## TASK
Treat the line containing "of the large" as the first line and the final line of the material below as the last; reproduce that range exactly.

──────── PROVIDED INFORMATION ────────

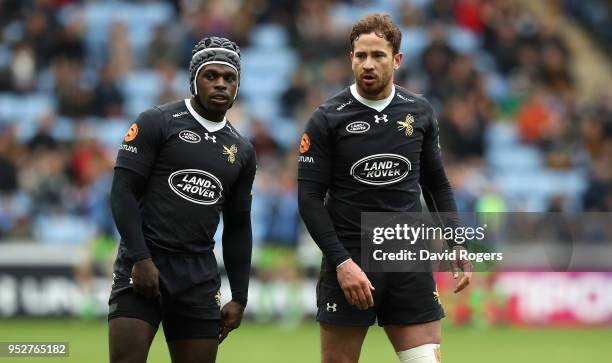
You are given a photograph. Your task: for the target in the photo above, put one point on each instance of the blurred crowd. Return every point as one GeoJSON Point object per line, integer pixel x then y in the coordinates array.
{"type": "Point", "coordinates": [74, 73]}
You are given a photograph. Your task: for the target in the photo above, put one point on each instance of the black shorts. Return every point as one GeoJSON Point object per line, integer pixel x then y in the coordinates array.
{"type": "Point", "coordinates": [400, 298]}
{"type": "Point", "coordinates": [189, 304]}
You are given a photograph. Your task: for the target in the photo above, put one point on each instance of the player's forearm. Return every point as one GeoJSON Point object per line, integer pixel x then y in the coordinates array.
{"type": "Point", "coordinates": [126, 212]}
{"type": "Point", "coordinates": [237, 248]}
{"type": "Point", "coordinates": [439, 197]}
{"type": "Point", "coordinates": [318, 222]}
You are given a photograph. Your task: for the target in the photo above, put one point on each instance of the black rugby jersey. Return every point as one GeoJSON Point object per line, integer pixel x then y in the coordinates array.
{"type": "Point", "coordinates": [194, 167]}
{"type": "Point", "coordinates": [372, 160]}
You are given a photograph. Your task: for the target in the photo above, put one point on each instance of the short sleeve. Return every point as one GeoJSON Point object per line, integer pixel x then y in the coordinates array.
{"type": "Point", "coordinates": [241, 192]}
{"type": "Point", "coordinates": [316, 149]}
{"type": "Point", "coordinates": [431, 157]}
{"type": "Point", "coordinates": [141, 143]}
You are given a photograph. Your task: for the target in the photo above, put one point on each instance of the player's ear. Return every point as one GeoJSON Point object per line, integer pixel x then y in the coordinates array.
{"type": "Point", "coordinates": [397, 60]}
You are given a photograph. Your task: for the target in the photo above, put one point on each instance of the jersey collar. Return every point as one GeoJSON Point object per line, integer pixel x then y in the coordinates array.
{"type": "Point", "coordinates": [378, 105]}
{"type": "Point", "coordinates": [210, 126]}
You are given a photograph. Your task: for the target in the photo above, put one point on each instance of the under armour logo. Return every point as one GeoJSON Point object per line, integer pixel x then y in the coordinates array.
{"type": "Point", "coordinates": [377, 118]}
{"type": "Point", "coordinates": [405, 98]}
{"type": "Point", "coordinates": [213, 138]}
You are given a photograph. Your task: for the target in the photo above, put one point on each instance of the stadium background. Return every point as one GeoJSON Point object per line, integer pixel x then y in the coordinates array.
{"type": "Point", "coordinates": [521, 89]}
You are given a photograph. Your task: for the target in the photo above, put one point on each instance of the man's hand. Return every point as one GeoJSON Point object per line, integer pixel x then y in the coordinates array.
{"type": "Point", "coordinates": [355, 285]}
{"type": "Point", "coordinates": [461, 264]}
{"type": "Point", "coordinates": [231, 317]}
{"type": "Point", "coordinates": [145, 278]}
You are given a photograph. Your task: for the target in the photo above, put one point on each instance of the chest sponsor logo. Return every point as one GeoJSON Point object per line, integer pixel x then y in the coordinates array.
{"type": "Point", "coordinates": [358, 127]}
{"type": "Point", "coordinates": [339, 108]}
{"type": "Point", "coordinates": [305, 159]}
{"type": "Point", "coordinates": [179, 114]}
{"type": "Point", "coordinates": [304, 143]}
{"type": "Point", "coordinates": [196, 186]}
{"type": "Point", "coordinates": [189, 136]}
{"type": "Point", "coordinates": [132, 132]}
{"type": "Point", "coordinates": [129, 148]}
{"type": "Point", "coordinates": [381, 169]}
{"type": "Point", "coordinates": [231, 153]}
{"type": "Point", "coordinates": [383, 118]}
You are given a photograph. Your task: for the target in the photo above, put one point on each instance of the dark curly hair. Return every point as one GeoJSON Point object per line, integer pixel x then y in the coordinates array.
{"type": "Point", "coordinates": [381, 25]}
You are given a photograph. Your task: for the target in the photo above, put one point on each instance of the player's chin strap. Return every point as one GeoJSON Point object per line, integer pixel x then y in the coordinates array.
{"type": "Point", "coordinates": [426, 353]}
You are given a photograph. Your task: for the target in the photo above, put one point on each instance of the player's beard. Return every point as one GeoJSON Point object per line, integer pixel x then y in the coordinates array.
{"type": "Point", "coordinates": [374, 90]}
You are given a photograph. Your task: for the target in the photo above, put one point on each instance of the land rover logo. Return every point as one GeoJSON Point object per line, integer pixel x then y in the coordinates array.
{"type": "Point", "coordinates": [381, 169]}
{"type": "Point", "coordinates": [189, 136]}
{"type": "Point", "coordinates": [196, 186]}
{"type": "Point", "coordinates": [358, 127]}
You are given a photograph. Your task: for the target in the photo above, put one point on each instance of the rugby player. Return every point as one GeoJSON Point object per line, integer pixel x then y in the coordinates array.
{"type": "Point", "coordinates": [378, 121]}
{"type": "Point", "coordinates": [180, 165]}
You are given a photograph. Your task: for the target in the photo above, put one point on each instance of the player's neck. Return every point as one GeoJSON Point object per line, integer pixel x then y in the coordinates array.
{"type": "Point", "coordinates": [384, 93]}
{"type": "Point", "coordinates": [202, 111]}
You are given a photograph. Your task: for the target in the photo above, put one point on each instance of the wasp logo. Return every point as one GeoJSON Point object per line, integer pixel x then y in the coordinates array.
{"type": "Point", "coordinates": [230, 152]}
{"type": "Point", "coordinates": [331, 307]}
{"type": "Point", "coordinates": [377, 118]}
{"type": "Point", "coordinates": [406, 125]}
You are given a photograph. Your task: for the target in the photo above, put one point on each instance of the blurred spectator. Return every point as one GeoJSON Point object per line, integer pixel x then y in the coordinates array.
{"type": "Point", "coordinates": [107, 99]}
{"type": "Point", "coordinates": [43, 138]}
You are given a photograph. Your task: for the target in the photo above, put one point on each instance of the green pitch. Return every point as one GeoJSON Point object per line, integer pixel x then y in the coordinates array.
{"type": "Point", "coordinates": [267, 343]}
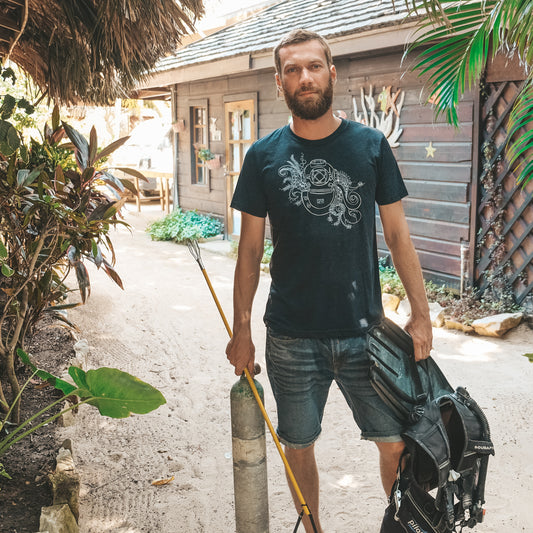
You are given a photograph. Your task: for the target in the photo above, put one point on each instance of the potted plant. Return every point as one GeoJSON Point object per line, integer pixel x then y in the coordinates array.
{"type": "Point", "coordinates": [210, 159]}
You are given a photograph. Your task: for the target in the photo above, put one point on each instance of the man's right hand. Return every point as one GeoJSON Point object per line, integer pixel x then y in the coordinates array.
{"type": "Point", "coordinates": [241, 353]}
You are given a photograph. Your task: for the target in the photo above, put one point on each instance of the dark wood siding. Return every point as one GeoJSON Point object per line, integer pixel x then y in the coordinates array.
{"type": "Point", "coordinates": [438, 205]}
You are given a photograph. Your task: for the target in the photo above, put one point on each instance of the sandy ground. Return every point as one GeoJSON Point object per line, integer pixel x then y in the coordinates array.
{"type": "Point", "coordinates": [165, 329]}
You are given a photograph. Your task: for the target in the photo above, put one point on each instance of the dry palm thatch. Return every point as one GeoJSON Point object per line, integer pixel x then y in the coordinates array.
{"type": "Point", "coordinates": [92, 50]}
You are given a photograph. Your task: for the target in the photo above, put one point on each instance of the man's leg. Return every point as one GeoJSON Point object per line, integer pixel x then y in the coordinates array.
{"type": "Point", "coordinates": [389, 457]}
{"type": "Point", "coordinates": [303, 466]}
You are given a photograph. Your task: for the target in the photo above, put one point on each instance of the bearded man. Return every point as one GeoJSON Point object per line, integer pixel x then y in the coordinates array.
{"type": "Point", "coordinates": [318, 180]}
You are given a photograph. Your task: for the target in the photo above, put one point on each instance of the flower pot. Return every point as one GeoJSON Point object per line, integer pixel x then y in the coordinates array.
{"type": "Point", "coordinates": [213, 163]}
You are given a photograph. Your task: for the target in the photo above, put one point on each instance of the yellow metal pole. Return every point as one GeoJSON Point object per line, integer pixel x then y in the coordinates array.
{"type": "Point", "coordinates": [290, 474]}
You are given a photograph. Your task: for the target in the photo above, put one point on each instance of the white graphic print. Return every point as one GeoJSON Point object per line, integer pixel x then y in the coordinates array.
{"type": "Point", "coordinates": [322, 190]}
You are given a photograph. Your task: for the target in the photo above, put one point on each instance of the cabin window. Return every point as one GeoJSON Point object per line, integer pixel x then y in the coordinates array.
{"type": "Point", "coordinates": [199, 174]}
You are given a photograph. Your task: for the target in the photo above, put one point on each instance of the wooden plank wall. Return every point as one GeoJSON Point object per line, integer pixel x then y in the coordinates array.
{"type": "Point", "coordinates": [212, 198]}
{"type": "Point", "coordinates": [438, 206]}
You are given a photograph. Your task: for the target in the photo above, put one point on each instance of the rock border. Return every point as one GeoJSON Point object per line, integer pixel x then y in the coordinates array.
{"type": "Point", "coordinates": [62, 516]}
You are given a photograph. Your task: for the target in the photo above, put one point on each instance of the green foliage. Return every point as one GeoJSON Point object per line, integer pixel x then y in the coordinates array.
{"type": "Point", "coordinates": [472, 306]}
{"type": "Point", "coordinates": [456, 40]}
{"type": "Point", "coordinates": [389, 279]}
{"type": "Point", "coordinates": [113, 392]}
{"type": "Point", "coordinates": [54, 214]}
{"type": "Point", "coordinates": [466, 308]}
{"type": "Point", "coordinates": [180, 226]}
{"type": "Point", "coordinates": [205, 154]}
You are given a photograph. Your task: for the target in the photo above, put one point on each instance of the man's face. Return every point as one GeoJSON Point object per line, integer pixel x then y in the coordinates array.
{"type": "Point", "coordinates": [305, 80]}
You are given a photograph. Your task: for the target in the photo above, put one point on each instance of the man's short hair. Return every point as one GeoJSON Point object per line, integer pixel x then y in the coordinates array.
{"type": "Point", "coordinates": [298, 36]}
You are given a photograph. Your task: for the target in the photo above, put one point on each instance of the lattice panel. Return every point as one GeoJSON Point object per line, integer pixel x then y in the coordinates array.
{"type": "Point", "coordinates": [504, 244]}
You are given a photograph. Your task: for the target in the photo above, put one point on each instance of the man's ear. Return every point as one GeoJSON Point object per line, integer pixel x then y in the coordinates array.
{"type": "Point", "coordinates": [333, 71]}
{"type": "Point", "coordinates": [278, 81]}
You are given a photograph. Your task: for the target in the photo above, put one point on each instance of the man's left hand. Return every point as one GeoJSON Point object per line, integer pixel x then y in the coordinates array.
{"type": "Point", "coordinates": [421, 332]}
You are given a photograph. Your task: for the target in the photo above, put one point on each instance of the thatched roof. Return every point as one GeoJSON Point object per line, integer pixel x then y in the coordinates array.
{"type": "Point", "coordinates": [92, 50]}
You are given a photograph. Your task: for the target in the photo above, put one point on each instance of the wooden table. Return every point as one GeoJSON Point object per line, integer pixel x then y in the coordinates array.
{"type": "Point", "coordinates": [164, 180]}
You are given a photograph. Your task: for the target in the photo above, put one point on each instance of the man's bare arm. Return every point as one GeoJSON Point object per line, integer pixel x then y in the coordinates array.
{"type": "Point", "coordinates": [241, 350]}
{"type": "Point", "coordinates": [407, 265]}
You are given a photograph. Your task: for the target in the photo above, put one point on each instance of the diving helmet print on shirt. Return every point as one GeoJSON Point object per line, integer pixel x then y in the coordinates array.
{"type": "Point", "coordinates": [322, 190]}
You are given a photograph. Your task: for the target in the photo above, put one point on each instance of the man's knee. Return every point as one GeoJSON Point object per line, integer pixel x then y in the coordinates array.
{"type": "Point", "coordinates": [391, 451]}
{"type": "Point", "coordinates": [300, 454]}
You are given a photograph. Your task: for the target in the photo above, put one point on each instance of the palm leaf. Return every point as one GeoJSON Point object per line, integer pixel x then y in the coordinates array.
{"type": "Point", "coordinates": [520, 148]}
{"type": "Point", "coordinates": [455, 41]}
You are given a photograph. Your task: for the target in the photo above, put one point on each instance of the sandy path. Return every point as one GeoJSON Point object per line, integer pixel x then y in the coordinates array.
{"type": "Point", "coordinates": [164, 328]}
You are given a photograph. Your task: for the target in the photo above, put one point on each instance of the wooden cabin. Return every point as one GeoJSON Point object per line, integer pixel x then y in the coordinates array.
{"type": "Point", "coordinates": [224, 97]}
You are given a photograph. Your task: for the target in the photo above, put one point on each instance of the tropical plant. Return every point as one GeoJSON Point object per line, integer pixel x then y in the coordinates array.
{"type": "Point", "coordinates": [53, 214]}
{"type": "Point", "coordinates": [180, 226]}
{"type": "Point", "coordinates": [114, 393]}
{"type": "Point", "coordinates": [456, 40]}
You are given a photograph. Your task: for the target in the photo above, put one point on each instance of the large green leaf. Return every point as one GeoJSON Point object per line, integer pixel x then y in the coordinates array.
{"type": "Point", "coordinates": [81, 144]}
{"type": "Point", "coordinates": [116, 393]}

────────

## ANSWER TO THE TASK
You are given a photograph. Your task: for the target in the photo above, put one point on each instance of the large green leaf. Return every point as one GeoJSON Point object per line, integer pixel x then y in the coordinates array.
{"type": "Point", "coordinates": [81, 144]}
{"type": "Point", "coordinates": [116, 393]}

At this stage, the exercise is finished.